● DOCUMENT
┌──

Why You Should Clean Your Health-Hazard Car NOW
I'm not a car person. I have horses that cost more than your car, but it goes beyond that - I don't really care about the state of my car either. I will never forget a boyfriend pulling what looked like a mummified finger from under the seat. Turns out it was a dessicated carrot that my horse had missed. I did not see him again after that.
Especially in Joburg we all know that the type of car you drive apparently speaks volumes about you... but your vehicle’s price tag isn’t the biggest factor that sheds some light on who you are.
No matter what you drive, the way you maintain your car – inside and out – gives people some insight into your personality, psychologist and success coaches say. Whether their assumptions are accurate or not, here’s what impression your car may be giving others about you.
You’re an undisciplined slob. When others ride with you, do you have to take five minutes to clear the passenger seat? Or maybe your trunk is so full of junk that there’s no room for groceries, let alone a suitcase? If your stuff has overtaken your passenger space, you’re leaving the impression that you’re lazy and don’t value your possessions. Is that someone you’d want to ride with and put your life in their hands? Nuh-uh.
You’re unprofessional. If your car is just used for pleasure, then disorder might not be such a big deal, but if you’re an estate agent, a sales rep, or another type of professional who does business from your car, you could be chasing potential clients away with a car that’s cluttered with paperwork. In a business setting, a messy car gives the impression that you’re not responsible or efficient - your mess could literally be costing you money.

└──

● TASK PROMPT
Reproduce the stretch of the article on messy cars from "No matter what" through "their hands? Nuh-uh.". The records after this point are separate material with no connection to the article.

(Object pointing dataset rows)

┌──

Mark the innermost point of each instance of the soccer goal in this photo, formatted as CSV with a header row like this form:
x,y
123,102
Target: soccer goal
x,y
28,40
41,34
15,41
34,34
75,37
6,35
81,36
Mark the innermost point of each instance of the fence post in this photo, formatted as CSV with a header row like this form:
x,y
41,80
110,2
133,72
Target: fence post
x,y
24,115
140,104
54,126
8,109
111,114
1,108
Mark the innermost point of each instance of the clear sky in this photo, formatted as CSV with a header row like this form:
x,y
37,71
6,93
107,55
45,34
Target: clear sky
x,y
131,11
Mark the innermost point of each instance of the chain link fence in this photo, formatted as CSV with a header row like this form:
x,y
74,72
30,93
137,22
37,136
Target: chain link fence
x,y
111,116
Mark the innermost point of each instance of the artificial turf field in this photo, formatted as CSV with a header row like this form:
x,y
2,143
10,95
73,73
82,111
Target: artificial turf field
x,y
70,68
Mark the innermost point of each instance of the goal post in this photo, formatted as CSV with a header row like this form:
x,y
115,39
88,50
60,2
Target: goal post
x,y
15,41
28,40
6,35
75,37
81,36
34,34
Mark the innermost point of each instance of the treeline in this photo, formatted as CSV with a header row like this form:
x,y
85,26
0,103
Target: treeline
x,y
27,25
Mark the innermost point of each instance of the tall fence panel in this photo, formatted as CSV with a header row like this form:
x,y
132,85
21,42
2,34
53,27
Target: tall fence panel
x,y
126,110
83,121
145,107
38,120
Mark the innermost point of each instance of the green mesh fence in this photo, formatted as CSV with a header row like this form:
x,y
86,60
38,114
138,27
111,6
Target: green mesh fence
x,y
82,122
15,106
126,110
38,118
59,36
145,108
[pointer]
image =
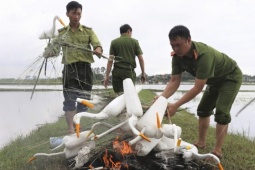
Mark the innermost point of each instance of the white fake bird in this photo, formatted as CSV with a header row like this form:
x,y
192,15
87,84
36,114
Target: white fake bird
x,y
52,32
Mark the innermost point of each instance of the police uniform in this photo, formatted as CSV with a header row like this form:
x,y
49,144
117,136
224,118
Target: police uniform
x,y
126,48
77,72
224,79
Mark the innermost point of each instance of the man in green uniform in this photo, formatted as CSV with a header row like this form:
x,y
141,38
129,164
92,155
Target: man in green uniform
x,y
77,72
209,66
125,49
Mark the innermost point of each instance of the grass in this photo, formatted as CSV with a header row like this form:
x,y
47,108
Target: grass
x,y
238,150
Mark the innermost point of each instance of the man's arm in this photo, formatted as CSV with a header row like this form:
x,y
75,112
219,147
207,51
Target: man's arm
x,y
107,73
192,93
172,86
52,50
141,62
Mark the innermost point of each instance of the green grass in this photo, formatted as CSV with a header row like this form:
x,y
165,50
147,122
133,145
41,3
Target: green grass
x,y
239,152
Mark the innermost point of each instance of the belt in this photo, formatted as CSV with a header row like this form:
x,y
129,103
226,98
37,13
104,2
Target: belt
x,y
123,67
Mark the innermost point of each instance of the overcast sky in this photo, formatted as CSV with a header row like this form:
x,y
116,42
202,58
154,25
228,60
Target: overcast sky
x,y
225,25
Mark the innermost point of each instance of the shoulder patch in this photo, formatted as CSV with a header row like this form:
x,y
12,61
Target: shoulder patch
x,y
85,27
62,29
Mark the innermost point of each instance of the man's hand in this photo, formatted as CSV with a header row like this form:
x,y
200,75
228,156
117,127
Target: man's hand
x,y
143,78
106,82
51,51
171,109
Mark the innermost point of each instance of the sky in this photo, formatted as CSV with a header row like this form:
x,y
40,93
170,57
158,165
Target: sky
x,y
227,26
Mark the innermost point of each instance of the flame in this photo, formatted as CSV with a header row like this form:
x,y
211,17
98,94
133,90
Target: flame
x,y
109,163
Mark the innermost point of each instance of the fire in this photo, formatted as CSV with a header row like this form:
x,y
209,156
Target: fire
x,y
109,163
120,147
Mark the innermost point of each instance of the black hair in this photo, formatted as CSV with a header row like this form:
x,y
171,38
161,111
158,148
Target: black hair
x,y
124,28
179,31
73,5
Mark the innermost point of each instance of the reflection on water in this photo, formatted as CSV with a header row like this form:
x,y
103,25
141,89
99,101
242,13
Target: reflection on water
x,y
20,115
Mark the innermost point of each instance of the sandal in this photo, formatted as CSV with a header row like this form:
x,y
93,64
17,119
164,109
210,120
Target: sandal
x,y
199,147
216,154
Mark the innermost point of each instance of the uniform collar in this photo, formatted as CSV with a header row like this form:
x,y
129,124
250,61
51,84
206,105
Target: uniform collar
x,y
80,28
195,53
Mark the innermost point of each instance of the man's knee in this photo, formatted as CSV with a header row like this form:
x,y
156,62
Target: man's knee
x,y
222,119
204,114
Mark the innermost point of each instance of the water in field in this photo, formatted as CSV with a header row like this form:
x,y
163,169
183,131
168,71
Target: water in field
x,y
20,115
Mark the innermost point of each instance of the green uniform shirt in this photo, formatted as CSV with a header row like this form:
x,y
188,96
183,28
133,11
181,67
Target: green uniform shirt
x,y
126,48
84,37
210,64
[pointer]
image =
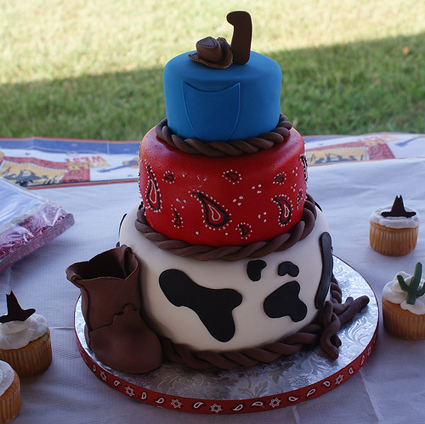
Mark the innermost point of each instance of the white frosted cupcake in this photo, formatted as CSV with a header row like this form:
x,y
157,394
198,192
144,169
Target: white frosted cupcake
x,y
24,339
10,393
403,305
394,229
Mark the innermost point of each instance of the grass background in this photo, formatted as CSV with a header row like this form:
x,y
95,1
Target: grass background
x,y
93,68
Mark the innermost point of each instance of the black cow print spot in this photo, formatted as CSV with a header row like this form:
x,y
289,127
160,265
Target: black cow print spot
x,y
327,261
254,268
284,301
288,268
213,306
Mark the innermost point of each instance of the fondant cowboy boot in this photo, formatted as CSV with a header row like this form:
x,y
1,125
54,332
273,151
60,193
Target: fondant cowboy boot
x,y
111,305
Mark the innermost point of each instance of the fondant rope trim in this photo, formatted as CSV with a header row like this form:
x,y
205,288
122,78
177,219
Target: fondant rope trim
x,y
232,253
333,315
194,146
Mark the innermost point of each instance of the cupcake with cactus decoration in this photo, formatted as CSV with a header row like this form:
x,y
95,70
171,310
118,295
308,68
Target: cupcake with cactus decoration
x,y
403,305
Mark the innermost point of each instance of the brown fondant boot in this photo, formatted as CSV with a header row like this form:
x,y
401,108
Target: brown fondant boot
x,y
111,305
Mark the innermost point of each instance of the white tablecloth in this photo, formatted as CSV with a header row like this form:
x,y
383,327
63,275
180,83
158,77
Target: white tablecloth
x,y
389,388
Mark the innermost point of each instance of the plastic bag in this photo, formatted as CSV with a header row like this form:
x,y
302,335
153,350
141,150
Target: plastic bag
x,y
27,222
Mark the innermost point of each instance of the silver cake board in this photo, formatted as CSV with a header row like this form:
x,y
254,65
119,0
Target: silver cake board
x,y
287,381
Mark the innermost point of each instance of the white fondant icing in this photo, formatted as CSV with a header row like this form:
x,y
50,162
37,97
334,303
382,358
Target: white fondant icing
x,y
253,327
17,334
394,294
394,222
7,376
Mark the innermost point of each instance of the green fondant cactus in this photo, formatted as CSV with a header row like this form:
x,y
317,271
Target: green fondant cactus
x,y
412,290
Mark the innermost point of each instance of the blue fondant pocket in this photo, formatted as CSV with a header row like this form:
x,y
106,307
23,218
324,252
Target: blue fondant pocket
x,y
213,115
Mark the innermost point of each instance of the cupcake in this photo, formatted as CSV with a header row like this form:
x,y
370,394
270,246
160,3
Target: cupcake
x,y
10,393
24,339
403,305
394,229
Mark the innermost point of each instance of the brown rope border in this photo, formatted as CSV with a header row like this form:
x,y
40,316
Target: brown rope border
x,y
232,253
333,315
251,145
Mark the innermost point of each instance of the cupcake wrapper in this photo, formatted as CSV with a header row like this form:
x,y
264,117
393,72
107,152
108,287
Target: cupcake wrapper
x,y
404,325
392,242
31,359
10,401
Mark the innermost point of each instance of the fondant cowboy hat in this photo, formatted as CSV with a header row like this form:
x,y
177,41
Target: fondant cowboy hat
x,y
215,53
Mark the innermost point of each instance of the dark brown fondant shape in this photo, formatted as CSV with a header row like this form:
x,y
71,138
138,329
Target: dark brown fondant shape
x,y
398,210
107,283
14,310
214,53
242,35
127,345
111,305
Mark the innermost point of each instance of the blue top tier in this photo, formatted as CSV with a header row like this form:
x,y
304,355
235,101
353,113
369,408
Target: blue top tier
x,y
238,102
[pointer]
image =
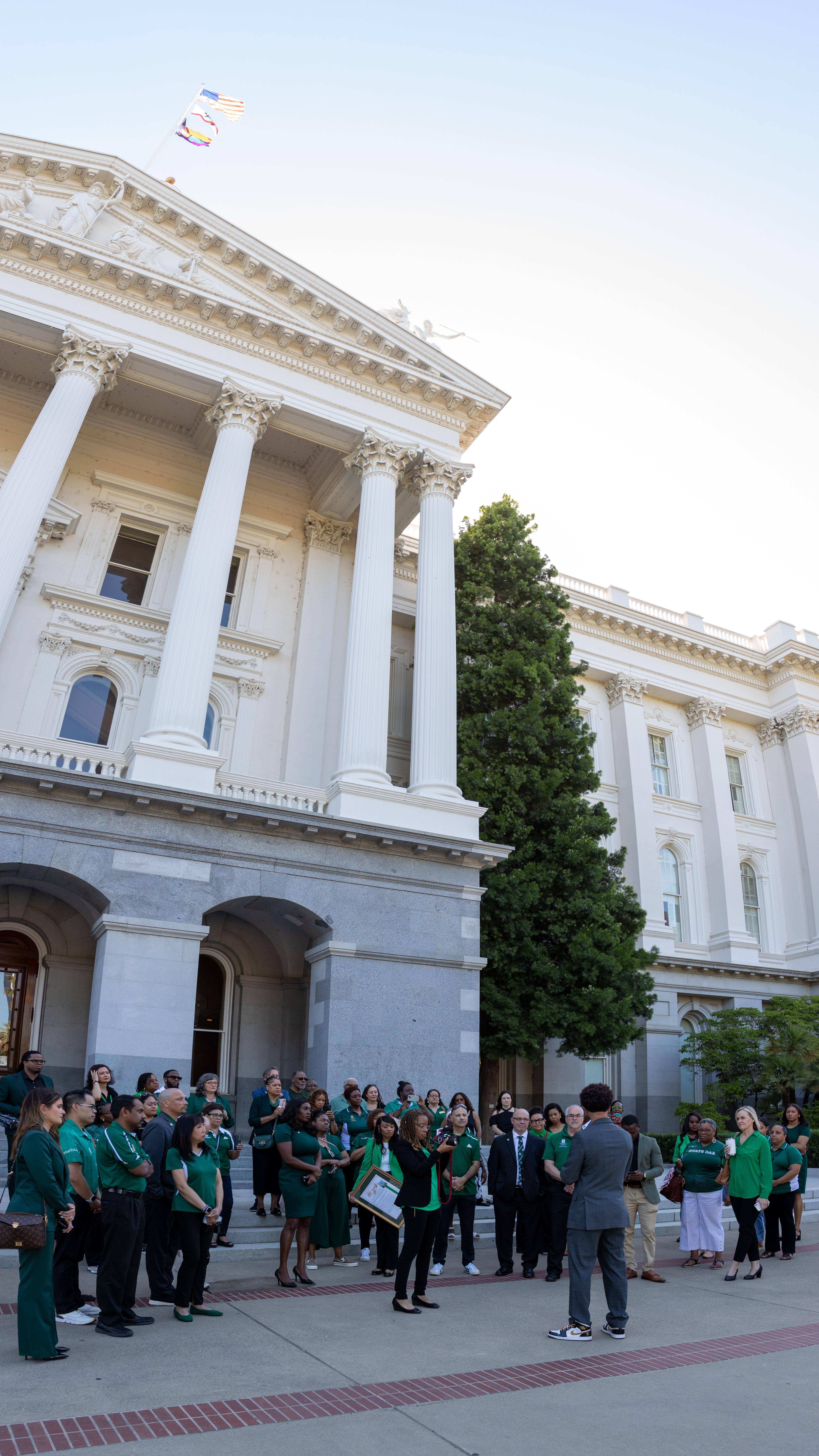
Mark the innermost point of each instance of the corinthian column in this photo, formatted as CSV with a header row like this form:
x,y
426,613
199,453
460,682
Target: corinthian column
x,y
84,368
173,749
433,768
362,749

└──

● TASK RESULT
No matter what you drive, the way you maintain your car – inside and out – gives people some insight into your personality, psychologist and success coaches say. Whether their assumptions are accurate or not, here’s what impression your car may be giving others about you.
You’re an undisciplined slob. When others ride with you, do you have to take five minutes to clear the passenger seat? Or maybe your trunk is so full of junk that there’s no room for groceries, let alone a suitcase? If your stuff has overtaken your passenger space, you’re leaving the impression that you’re lazy and don’t value your possessions. Is that someone you’d want to ride with and put your life in their hands? Nuh-uh.